What you need to do → All of the lines below should be printed again exactly as they are.

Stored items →

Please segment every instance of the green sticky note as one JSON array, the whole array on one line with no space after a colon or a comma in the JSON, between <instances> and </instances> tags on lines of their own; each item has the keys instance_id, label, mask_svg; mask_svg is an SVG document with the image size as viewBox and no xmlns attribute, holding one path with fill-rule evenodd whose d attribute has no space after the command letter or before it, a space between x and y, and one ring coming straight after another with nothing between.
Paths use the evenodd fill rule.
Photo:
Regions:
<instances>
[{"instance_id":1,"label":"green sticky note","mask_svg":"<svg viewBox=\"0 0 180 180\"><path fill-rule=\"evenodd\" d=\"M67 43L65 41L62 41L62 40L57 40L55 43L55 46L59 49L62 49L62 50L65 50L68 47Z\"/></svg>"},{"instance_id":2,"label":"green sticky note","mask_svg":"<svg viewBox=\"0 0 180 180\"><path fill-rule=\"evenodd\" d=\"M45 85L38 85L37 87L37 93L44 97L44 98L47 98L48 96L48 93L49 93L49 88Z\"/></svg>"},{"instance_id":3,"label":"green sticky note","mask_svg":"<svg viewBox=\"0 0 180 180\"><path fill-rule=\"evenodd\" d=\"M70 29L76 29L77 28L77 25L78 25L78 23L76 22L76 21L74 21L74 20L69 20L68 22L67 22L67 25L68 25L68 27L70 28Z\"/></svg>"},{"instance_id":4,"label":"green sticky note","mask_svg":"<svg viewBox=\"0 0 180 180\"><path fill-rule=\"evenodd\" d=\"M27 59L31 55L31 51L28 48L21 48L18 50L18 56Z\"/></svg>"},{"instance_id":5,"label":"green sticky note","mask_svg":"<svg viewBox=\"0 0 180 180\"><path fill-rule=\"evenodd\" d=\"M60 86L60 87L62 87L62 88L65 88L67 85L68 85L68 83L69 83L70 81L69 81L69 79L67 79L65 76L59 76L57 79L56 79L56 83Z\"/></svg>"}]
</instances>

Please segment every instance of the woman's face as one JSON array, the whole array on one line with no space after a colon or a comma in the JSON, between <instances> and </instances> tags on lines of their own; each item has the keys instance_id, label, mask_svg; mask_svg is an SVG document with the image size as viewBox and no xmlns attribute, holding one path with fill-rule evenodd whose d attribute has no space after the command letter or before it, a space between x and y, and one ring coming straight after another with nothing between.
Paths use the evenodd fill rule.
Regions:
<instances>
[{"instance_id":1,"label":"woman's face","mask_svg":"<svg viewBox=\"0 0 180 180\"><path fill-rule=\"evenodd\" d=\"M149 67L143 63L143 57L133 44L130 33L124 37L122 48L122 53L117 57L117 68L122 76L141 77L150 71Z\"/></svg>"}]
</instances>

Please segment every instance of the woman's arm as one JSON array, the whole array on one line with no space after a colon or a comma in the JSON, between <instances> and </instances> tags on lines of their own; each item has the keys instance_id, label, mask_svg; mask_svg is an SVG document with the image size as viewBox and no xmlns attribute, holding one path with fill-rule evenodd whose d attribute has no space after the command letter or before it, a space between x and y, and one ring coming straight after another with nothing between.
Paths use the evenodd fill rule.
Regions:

Response for this exercise →
Please segment every instance of the green sticky note as one JSON array, the whole array on one line with no space after a colon or a comma in the JSON, between <instances> and </instances> tags on lines of their own; each item has the keys instance_id, label, mask_svg; mask_svg is an SVG document with the image size as viewBox and no xmlns attribute, holding one path with fill-rule evenodd whose d attribute has no space after the command letter or before it, a space between x and y, and one ring coming straight after another with nothing between.
Paths use the evenodd fill rule.
Photo:
Regions:
<instances>
[{"instance_id":1,"label":"green sticky note","mask_svg":"<svg viewBox=\"0 0 180 180\"><path fill-rule=\"evenodd\" d=\"M67 43L65 41L62 41L62 40L57 40L55 43L55 46L59 49L62 49L62 50L65 50L68 47Z\"/></svg>"},{"instance_id":2,"label":"green sticky note","mask_svg":"<svg viewBox=\"0 0 180 180\"><path fill-rule=\"evenodd\" d=\"M45 85L38 85L37 87L37 93L44 97L44 98L47 98L48 96L48 93L49 93L49 88Z\"/></svg>"},{"instance_id":3,"label":"green sticky note","mask_svg":"<svg viewBox=\"0 0 180 180\"><path fill-rule=\"evenodd\" d=\"M70 29L76 29L77 28L77 25L78 25L78 23L76 22L76 21L74 21L74 20L69 20L68 22L67 22L67 25L68 25L68 27L70 28Z\"/></svg>"},{"instance_id":4,"label":"green sticky note","mask_svg":"<svg viewBox=\"0 0 180 180\"><path fill-rule=\"evenodd\" d=\"M27 59L31 55L31 51L28 48L21 48L18 50L18 56Z\"/></svg>"},{"instance_id":5,"label":"green sticky note","mask_svg":"<svg viewBox=\"0 0 180 180\"><path fill-rule=\"evenodd\" d=\"M60 86L60 87L62 87L62 88L65 88L67 85L68 85L68 83L69 83L70 81L69 81L69 79L67 79L65 76L59 76L57 79L56 79L56 83Z\"/></svg>"}]
</instances>

Please segment every instance of the woman's face as one JSON array, the whole array on one line with no space after a colon or a comma in the JSON, between <instances> and </instances> tags on lines of their own; each item has the keys instance_id, label, mask_svg; mask_svg is an SVG document with the image size as viewBox and no xmlns attribute, holding one path with fill-rule evenodd whose d attribute has no space after the command letter or before it, a space between x and y, and one ring coming straight after another with nothing between.
Paths use the evenodd fill rule.
Regions:
<instances>
[{"instance_id":1,"label":"woman's face","mask_svg":"<svg viewBox=\"0 0 180 180\"><path fill-rule=\"evenodd\" d=\"M149 67L143 63L143 57L133 44L130 33L124 37L122 48L122 53L117 57L117 68L122 76L141 77L150 71Z\"/></svg>"}]
</instances>

Please segment every instance of the woman's arm as one JSON array, the whole array on one line with no space after a colon or a comma in the JSON, between <instances> and </instances> tags on lines of their own; each item has the keys instance_id, label, mask_svg; mask_svg is an SVG document with the image size as viewBox and no xmlns attribute, holding one path with fill-rule evenodd whose d attribute has no space after the command letter or before it, a space between x and y, and one ring coming straight after another with nothing between.
Paths use the evenodd fill rule.
Regions:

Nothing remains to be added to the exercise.